--- INPUT ROWS ---

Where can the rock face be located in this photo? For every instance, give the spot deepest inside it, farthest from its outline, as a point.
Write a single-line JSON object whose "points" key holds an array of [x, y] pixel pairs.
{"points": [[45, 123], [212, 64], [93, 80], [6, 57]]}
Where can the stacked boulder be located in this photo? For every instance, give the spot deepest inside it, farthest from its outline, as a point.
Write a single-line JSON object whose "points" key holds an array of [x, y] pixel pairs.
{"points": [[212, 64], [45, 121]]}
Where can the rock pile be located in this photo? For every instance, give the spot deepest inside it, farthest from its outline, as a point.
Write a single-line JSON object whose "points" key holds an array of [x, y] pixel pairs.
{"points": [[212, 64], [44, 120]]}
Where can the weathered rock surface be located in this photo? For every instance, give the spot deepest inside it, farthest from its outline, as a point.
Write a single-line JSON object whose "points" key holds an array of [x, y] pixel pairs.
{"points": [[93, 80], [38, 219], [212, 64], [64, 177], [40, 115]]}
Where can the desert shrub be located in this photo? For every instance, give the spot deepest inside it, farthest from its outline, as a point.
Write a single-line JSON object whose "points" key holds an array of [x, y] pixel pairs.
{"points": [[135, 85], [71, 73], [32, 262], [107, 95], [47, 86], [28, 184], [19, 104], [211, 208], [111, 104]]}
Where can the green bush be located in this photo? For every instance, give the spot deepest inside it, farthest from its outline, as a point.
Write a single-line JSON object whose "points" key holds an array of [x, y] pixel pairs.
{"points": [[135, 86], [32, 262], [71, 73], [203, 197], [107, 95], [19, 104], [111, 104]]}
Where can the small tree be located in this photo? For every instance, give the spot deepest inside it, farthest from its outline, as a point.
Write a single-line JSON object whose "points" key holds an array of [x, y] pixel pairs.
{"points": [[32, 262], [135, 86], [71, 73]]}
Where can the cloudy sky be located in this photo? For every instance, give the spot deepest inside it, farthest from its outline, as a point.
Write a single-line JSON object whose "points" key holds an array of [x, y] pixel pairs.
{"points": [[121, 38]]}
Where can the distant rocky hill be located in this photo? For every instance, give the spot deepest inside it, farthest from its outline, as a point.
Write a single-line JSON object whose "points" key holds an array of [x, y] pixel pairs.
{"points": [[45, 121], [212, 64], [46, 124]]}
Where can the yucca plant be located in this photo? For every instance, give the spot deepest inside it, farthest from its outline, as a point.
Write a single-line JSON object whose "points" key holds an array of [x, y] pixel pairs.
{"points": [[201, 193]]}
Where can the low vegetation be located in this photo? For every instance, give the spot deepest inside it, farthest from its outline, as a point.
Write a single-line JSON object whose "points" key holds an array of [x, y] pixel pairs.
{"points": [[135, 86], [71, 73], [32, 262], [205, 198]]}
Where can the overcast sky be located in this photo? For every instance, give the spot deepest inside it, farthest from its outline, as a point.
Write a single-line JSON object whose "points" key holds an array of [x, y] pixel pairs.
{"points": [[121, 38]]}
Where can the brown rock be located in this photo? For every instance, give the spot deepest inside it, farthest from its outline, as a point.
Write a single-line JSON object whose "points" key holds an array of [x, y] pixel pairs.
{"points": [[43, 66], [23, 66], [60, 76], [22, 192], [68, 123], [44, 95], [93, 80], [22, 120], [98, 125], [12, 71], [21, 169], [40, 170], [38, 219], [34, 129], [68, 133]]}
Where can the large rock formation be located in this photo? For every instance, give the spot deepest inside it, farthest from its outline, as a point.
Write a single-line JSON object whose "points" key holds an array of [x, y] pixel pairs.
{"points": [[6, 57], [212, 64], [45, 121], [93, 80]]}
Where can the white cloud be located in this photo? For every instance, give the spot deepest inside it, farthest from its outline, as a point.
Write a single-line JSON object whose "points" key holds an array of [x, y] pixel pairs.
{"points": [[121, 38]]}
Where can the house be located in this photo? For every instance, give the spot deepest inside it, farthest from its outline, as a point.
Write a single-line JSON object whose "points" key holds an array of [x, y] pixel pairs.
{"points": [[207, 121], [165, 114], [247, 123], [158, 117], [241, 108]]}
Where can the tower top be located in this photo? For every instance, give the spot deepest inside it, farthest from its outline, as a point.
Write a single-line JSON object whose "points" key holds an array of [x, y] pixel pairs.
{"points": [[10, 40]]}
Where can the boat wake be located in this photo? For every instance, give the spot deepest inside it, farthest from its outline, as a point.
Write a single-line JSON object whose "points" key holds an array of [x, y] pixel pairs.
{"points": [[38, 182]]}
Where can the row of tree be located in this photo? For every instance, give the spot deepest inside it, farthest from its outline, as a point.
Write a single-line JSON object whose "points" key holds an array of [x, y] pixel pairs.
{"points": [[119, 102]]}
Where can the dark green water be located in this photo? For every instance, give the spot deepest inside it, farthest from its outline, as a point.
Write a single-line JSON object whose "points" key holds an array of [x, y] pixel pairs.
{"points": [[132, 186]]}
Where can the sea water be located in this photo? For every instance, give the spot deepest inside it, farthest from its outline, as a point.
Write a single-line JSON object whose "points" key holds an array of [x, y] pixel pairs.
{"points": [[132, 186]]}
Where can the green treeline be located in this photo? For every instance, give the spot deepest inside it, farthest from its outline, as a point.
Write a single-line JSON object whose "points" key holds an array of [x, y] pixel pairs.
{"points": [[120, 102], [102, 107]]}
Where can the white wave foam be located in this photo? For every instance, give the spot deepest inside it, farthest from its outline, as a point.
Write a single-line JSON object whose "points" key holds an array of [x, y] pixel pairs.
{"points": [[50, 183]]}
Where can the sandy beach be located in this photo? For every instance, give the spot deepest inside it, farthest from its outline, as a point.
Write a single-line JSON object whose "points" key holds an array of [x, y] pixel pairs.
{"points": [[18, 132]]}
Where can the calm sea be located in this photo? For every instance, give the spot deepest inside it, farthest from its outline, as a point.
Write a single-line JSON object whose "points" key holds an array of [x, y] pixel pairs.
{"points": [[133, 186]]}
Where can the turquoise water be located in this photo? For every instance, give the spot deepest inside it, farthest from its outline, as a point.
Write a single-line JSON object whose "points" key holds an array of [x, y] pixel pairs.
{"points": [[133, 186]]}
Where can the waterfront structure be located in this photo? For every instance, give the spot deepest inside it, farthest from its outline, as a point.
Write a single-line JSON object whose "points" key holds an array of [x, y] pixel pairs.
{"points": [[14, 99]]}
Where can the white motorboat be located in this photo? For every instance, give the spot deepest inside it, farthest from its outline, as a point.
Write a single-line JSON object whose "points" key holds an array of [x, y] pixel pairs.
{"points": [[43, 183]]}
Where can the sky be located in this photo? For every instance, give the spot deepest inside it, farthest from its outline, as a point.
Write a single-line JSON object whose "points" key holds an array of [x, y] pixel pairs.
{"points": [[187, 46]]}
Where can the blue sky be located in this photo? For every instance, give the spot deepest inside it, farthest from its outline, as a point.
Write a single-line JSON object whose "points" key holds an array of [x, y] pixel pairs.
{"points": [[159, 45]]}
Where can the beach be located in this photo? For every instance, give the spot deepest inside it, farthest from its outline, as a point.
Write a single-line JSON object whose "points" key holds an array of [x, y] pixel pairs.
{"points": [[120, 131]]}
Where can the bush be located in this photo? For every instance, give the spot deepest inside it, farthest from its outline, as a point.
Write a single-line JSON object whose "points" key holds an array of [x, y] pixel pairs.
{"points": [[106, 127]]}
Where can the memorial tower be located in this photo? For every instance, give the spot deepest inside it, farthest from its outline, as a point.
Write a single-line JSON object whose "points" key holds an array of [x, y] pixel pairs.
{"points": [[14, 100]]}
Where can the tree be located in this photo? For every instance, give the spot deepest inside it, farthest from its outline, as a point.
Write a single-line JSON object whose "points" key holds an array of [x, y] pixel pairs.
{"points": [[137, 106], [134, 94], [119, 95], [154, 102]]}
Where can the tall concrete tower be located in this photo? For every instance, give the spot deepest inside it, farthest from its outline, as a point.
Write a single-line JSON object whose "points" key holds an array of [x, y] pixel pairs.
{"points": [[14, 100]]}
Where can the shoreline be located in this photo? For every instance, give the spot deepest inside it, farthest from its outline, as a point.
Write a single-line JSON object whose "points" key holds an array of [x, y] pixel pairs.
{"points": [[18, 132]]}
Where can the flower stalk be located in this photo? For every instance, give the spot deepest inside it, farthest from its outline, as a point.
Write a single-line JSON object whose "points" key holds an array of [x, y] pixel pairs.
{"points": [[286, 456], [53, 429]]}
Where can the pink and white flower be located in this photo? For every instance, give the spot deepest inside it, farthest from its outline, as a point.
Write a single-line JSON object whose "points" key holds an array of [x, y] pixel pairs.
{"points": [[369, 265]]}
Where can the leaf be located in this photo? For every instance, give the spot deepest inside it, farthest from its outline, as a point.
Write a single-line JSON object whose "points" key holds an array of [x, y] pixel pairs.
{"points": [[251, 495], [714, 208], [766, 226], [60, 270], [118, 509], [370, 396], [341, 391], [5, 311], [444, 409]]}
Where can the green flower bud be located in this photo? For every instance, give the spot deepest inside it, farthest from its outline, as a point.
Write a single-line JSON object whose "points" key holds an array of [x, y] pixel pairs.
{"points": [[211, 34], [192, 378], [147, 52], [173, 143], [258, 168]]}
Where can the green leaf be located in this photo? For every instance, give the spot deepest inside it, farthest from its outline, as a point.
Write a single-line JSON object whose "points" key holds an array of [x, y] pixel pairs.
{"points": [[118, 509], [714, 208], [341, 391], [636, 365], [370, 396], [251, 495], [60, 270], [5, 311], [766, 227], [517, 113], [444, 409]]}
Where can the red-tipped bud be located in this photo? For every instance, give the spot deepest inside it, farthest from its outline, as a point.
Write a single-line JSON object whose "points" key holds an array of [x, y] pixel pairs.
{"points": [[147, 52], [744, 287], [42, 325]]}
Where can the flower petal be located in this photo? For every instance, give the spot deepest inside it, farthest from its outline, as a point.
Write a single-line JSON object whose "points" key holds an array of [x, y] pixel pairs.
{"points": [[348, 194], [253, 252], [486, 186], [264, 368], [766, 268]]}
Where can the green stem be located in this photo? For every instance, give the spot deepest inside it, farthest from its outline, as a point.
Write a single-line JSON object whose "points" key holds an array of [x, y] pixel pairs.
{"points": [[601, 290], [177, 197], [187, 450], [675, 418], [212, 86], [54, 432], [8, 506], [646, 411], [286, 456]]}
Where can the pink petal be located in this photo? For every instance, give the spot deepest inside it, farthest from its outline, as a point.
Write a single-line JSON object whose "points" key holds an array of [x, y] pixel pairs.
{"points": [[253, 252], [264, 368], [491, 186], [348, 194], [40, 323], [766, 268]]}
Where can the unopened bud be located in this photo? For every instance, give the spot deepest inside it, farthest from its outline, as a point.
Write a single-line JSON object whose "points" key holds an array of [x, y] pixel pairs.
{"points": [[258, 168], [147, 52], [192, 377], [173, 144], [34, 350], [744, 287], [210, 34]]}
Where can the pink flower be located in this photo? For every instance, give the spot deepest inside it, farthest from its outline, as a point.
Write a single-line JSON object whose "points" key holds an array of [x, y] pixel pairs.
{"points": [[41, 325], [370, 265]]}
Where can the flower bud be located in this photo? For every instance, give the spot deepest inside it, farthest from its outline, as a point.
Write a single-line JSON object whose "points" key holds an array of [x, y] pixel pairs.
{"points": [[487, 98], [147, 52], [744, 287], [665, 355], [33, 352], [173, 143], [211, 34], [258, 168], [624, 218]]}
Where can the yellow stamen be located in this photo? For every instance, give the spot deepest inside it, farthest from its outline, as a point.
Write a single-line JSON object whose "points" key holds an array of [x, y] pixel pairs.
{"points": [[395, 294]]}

---

▸ **DO THIS**
Write the lines out exactly, from the one with "Where can the unopened" down to the last line of the listing, and leave out all others.

▸ **WRITTEN ANSWER**
Where can the unopened bud be located in this photo? For every instance, give the spot deepest inside it, farthest from its outline, as a point.
Write a single-line JSON object whose "points" key holds an array of [x, y] pixel pairs.
{"points": [[258, 168], [147, 52], [192, 377], [173, 144], [34, 350], [744, 287], [210, 34]]}
Where can the pink flower be located in this photo? For every instance, give the spot deepest inside it, farthest from its outline, as a point.
Write a single-line JSON object whose "points" key holds an array of [x, y] pixel pairs.
{"points": [[41, 325], [370, 265]]}
Where can the flower bud be located in this photo? For every instance, give the spot deepest inside it, farthest from its outline, as a point.
Write a single-line JSON object whose "points" key holds an array of [x, y] pixel pairs.
{"points": [[487, 98], [147, 52], [744, 287], [665, 355], [33, 352], [173, 143], [211, 34], [258, 168], [624, 218]]}
Where can the yellow stamen be located in this photo? For every instance, give the spot deepest inside it, farthest from its outline, as a point.
Write a single-line JSON object whose "points" key holds an array of [x, y] pixel pairs.
{"points": [[395, 294]]}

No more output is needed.